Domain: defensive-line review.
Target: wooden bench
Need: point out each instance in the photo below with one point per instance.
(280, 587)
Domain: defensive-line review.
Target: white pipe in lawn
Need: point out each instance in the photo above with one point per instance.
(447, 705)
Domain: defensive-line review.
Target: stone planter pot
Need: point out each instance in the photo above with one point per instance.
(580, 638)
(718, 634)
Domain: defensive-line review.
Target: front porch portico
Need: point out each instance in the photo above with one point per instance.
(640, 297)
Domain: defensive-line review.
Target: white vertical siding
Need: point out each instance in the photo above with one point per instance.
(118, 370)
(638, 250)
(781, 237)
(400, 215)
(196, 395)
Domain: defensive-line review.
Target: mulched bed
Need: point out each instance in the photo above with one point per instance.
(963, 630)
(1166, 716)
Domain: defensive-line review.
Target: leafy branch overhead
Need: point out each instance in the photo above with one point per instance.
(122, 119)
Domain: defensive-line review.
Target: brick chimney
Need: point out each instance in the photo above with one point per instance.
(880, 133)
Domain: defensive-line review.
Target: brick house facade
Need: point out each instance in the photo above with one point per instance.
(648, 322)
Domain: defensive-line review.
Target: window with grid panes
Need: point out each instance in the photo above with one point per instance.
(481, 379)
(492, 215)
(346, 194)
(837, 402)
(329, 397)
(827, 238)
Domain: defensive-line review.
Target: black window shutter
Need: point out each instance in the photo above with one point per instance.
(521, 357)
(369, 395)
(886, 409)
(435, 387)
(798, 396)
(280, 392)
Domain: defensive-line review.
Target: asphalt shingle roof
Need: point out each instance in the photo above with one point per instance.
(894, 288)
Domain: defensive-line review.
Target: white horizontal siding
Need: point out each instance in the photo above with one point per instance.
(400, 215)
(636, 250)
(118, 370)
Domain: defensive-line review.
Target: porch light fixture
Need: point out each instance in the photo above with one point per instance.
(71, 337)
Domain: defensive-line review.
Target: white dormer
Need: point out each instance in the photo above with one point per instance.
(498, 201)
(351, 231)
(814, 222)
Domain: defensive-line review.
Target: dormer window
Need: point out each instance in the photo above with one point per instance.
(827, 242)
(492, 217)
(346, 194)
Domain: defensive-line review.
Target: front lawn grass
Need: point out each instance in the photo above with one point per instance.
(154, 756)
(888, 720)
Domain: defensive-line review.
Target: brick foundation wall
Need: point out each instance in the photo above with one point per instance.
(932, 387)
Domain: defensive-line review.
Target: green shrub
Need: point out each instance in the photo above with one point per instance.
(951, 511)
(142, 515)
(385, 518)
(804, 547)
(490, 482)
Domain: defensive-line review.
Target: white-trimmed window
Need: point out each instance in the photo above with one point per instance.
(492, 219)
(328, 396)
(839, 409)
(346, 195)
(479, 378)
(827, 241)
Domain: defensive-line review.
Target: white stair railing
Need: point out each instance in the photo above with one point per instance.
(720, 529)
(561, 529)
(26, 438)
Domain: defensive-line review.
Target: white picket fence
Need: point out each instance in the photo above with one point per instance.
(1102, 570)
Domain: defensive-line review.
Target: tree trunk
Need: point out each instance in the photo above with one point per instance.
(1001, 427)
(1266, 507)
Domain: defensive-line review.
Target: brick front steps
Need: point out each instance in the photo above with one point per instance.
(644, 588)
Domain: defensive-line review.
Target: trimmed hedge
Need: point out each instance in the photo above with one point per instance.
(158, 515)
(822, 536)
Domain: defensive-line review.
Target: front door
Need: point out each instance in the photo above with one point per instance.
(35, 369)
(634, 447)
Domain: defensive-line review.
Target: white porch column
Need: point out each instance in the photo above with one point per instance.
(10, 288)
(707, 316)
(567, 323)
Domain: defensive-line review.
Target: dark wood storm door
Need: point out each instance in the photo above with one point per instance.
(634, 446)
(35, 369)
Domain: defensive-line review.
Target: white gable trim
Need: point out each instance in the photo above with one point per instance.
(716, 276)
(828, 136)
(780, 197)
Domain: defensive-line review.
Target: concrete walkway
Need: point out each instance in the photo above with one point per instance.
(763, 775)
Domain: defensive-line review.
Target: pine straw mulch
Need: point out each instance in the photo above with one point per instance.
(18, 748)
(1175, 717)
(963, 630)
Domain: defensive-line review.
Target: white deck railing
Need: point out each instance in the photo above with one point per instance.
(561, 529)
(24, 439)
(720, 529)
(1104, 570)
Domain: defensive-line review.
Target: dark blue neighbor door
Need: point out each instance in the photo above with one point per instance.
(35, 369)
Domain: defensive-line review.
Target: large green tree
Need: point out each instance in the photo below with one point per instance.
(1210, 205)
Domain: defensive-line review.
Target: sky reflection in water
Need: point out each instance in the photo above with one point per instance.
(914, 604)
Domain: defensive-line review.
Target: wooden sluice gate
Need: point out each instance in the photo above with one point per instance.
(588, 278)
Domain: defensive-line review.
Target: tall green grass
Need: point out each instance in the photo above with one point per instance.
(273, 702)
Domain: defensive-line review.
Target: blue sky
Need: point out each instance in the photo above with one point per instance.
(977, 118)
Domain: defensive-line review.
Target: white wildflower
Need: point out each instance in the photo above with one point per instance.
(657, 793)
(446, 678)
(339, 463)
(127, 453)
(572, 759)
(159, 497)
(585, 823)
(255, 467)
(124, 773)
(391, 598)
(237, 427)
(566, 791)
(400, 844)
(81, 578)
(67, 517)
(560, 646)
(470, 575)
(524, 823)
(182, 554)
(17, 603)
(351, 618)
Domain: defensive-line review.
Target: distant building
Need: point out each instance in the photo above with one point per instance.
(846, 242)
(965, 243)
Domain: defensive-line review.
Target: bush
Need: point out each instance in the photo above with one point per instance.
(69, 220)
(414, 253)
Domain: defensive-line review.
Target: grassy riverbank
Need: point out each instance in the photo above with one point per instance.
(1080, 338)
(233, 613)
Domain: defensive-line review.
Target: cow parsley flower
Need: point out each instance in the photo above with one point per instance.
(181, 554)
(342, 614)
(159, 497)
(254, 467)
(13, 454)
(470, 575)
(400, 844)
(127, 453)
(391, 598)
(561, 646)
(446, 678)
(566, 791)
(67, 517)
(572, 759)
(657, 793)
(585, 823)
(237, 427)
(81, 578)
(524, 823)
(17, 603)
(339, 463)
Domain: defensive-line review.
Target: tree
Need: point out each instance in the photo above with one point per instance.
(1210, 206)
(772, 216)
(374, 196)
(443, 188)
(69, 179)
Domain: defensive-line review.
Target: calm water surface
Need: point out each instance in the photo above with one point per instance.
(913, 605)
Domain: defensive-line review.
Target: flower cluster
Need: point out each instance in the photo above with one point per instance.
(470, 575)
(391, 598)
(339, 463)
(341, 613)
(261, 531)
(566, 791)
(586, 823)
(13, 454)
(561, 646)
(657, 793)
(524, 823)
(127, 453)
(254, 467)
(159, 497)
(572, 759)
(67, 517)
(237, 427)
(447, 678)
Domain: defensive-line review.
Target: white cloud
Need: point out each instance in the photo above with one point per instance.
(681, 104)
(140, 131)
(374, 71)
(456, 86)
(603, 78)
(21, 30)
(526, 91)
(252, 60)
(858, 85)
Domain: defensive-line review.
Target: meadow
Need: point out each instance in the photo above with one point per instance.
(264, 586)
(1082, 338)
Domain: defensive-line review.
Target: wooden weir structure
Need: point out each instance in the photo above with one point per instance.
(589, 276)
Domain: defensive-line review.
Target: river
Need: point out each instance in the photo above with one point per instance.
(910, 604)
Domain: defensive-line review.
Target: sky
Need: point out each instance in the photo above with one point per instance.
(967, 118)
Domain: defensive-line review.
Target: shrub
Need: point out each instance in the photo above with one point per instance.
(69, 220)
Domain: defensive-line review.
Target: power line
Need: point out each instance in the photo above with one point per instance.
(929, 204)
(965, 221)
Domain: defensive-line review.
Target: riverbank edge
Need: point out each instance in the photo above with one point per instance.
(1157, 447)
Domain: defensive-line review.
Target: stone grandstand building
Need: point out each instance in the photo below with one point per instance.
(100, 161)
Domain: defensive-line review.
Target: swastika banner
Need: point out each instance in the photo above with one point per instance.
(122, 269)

------------------------

Exercise description:
For each line in the records that holds "stone", show that line as it stands.

Exercise result:
Target: stone planter pot
Target: stone grandstand building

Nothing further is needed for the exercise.